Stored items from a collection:
_ _ _ _

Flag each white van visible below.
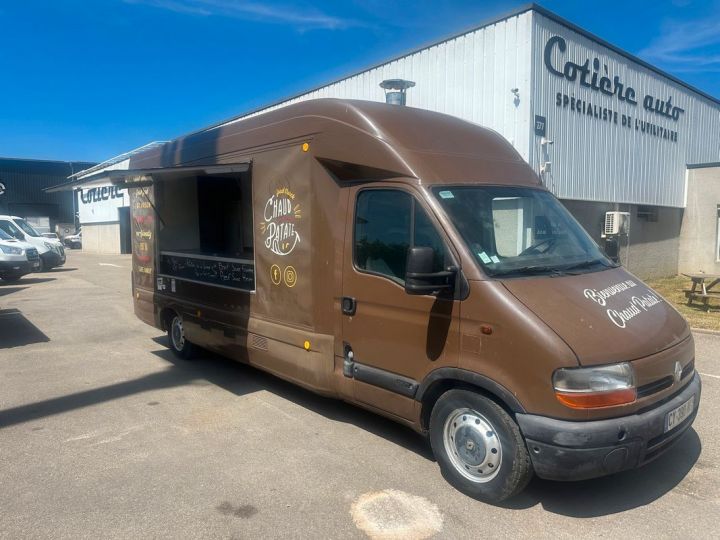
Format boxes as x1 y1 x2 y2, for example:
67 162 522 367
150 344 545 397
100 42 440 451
0 227 40 281
0 215 65 271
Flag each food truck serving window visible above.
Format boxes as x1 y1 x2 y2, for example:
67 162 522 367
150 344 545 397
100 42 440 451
156 170 255 291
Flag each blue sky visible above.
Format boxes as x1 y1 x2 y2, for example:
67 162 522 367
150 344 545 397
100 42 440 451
1 0 718 163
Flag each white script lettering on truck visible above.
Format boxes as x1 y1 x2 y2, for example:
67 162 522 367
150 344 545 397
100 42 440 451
583 280 663 329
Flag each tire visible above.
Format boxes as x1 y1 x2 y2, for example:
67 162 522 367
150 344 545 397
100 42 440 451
167 313 196 360
0 274 22 283
429 389 533 503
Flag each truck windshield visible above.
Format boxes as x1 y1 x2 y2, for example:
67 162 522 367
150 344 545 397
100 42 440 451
432 186 614 277
14 218 41 237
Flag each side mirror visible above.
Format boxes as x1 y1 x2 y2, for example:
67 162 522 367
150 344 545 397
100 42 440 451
405 246 456 296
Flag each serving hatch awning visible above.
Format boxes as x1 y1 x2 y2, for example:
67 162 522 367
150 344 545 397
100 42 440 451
45 162 251 192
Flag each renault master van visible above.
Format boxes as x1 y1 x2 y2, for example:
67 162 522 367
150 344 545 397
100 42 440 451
0 227 40 281
77 99 700 502
0 215 65 270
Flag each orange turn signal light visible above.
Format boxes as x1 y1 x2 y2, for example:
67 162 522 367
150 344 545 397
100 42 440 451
555 388 637 409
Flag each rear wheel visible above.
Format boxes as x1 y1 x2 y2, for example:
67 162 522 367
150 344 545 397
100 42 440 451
168 313 196 359
429 389 533 503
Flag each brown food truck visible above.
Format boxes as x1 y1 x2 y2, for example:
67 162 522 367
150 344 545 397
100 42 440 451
84 99 700 502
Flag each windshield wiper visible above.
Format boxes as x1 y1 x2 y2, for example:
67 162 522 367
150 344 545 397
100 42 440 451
562 259 618 272
493 265 566 277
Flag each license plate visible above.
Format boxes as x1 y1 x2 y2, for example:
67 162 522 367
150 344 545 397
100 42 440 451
665 396 694 432
32 262 40 268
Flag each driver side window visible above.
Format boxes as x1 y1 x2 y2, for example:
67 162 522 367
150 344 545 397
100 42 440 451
354 190 448 284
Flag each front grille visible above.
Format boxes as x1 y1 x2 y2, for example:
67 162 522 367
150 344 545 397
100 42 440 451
636 358 695 399
26 248 39 261
637 376 673 398
682 359 695 379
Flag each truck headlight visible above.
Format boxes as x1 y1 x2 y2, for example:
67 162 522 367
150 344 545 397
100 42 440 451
44 241 56 251
553 362 636 408
0 244 23 255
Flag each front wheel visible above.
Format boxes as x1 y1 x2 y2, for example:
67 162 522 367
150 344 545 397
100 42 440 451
168 313 196 360
429 389 533 503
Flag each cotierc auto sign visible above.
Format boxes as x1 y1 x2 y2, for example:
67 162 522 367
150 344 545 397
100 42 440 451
544 35 685 143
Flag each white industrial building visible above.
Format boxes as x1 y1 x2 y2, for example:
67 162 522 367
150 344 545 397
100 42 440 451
68 4 720 277
70 142 166 254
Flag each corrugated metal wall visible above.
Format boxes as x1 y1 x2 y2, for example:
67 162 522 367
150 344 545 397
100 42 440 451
230 12 534 161
0 158 95 223
531 12 720 208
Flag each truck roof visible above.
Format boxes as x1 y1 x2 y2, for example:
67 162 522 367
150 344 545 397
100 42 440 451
129 99 541 188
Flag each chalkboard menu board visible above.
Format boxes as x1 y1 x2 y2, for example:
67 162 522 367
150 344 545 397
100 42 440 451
131 187 156 291
159 252 255 290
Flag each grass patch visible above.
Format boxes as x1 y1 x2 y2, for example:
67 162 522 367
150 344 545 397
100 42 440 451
646 275 720 332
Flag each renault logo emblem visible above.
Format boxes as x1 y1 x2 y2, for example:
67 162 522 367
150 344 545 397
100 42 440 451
674 361 682 383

_ _ _ _

:: Task description ::
Your answer must be an exact copy of the entries above, with no pictures in it.

:: Result for this task ::
Flag each white van visible below.
Format boxes as x1 y1 x2 y2, for example:
67 162 522 367
150 344 545 397
100 42 440 451
0 227 40 281
0 215 65 271
Flag each food truck serving window visible above.
Format boxes as x1 y1 x2 y2, for example:
67 162 522 367
150 344 545 397
100 42 440 451
156 170 255 291
Flag each blue sky visible above.
Format boxes as x1 y1 x2 y2, for example:
67 162 522 367
150 344 545 397
100 42 440 451
1 0 718 163
Flag each white script lettering on truck visible above.
Format boxes as x1 y1 x2 y2, for example:
67 162 522 367
150 344 545 397
100 42 440 451
583 280 663 329
Flag each tire visible above.
Format boxes as x1 y1 x2 y2, for example:
67 162 522 367
150 344 545 397
100 42 440 451
167 313 196 360
0 274 22 283
429 389 533 503
Flag each truck windshield visible above.
Format boxes as x1 y1 x2 y2, for example:
67 162 522 367
150 344 545 397
100 42 440 451
432 186 614 277
14 218 41 237
Flag each side mirror visible above.
Format boxes as x1 y1 x2 y2, for example:
67 162 522 367
150 344 545 397
100 42 440 451
405 246 456 296
Flag each serving hatch awning visible above.
Format boxes as x1 y1 x2 y2, for example:
67 162 522 367
150 344 545 397
100 42 440 451
45 162 251 192
Flag each renault master van visible above.
Format boxes as x1 y1 x2 y2, for example:
67 162 522 367
150 344 545 397
100 42 440 451
0 227 40 281
77 99 700 502
0 215 65 270
Flag each orange turn signal light visible above.
Format boxes as x1 y1 x2 y2, for example:
67 162 522 367
150 344 545 397
100 42 440 451
555 388 637 409
Flag each rear wheel visible above.
Format boxes as x1 y1 x2 y2, for example:
67 162 522 367
150 344 545 397
100 42 440 451
168 313 196 359
429 389 533 503
Flag each brown food truck visible above.
Format boxes as x1 y1 x2 y2, for example:
67 162 522 367
150 344 545 397
100 42 440 451
84 99 700 502
Flag each windshield wiper visible above.
Format boxes as x1 y1 x2 y2, for example:
67 162 522 367
150 344 545 397
100 42 440 451
562 259 618 272
493 265 566 277
Flag each license plate visible above.
Format boxes as x1 y1 x2 y2, for example:
67 162 522 367
150 344 545 397
100 42 440 451
665 396 694 432
32 262 40 268
Flag each driver side window visible above.
Format boxes as x1 y1 x2 y2, for example:
67 162 522 367
150 344 545 397
100 42 440 451
354 190 448 284
Flag each front grille visible above.
Format boxes as x1 y1 x2 y2, for example:
67 162 522 367
150 344 545 397
100 42 440 451
636 358 695 399
26 248 39 261
637 376 673 398
682 359 695 379
Flag each truck headlight visible above.
Format boxes as x1 y1 x2 y2, for example:
67 162 522 367
150 344 545 397
100 42 440 451
44 241 56 251
553 362 636 408
0 244 23 255
Flag each front wheel visible above.
Format boxes as x1 y1 x2 y2, for example:
67 162 522 367
150 344 545 397
100 42 440 451
168 313 196 360
429 389 533 503
Flag each cotierc auto sign visible above.
Format boxes as x1 y1 x2 y2, for example:
67 162 522 367
150 344 545 397
100 42 440 451
544 35 685 143
Flag each white industrial building visible above.
Format boxes as x1 y1 x2 y2, for example:
67 162 522 367
150 344 545 397
100 42 440 451
68 4 720 277
70 142 166 254
Flag each corrugated metal wall visible above.
Format boxes as x1 y1 x2 y2, for example:
67 162 522 367
150 344 545 397
100 42 440 451
230 12 534 161
0 158 95 223
531 12 720 208
Flag each truck roof visible above.
Format boxes as x1 y1 x2 y2, for example:
67 162 522 367
150 344 545 397
100 42 440 451
129 99 541 188
Flag each chalkboard menu board visible above.
Format boxes as x1 y1 x2 y2, for example:
67 162 522 367
150 344 545 397
100 42 440 451
131 187 156 291
159 252 255 290
Flag each grass patch visible above.
Format boxes as x1 y1 x2 y2, for example:
67 162 522 367
150 344 545 397
100 42 440 451
646 275 720 332
Flag each renault logo emblem visible above.
Format boxes as x1 y1 x2 y2, for example:
67 162 522 367
150 344 545 397
100 42 440 451
674 361 682 383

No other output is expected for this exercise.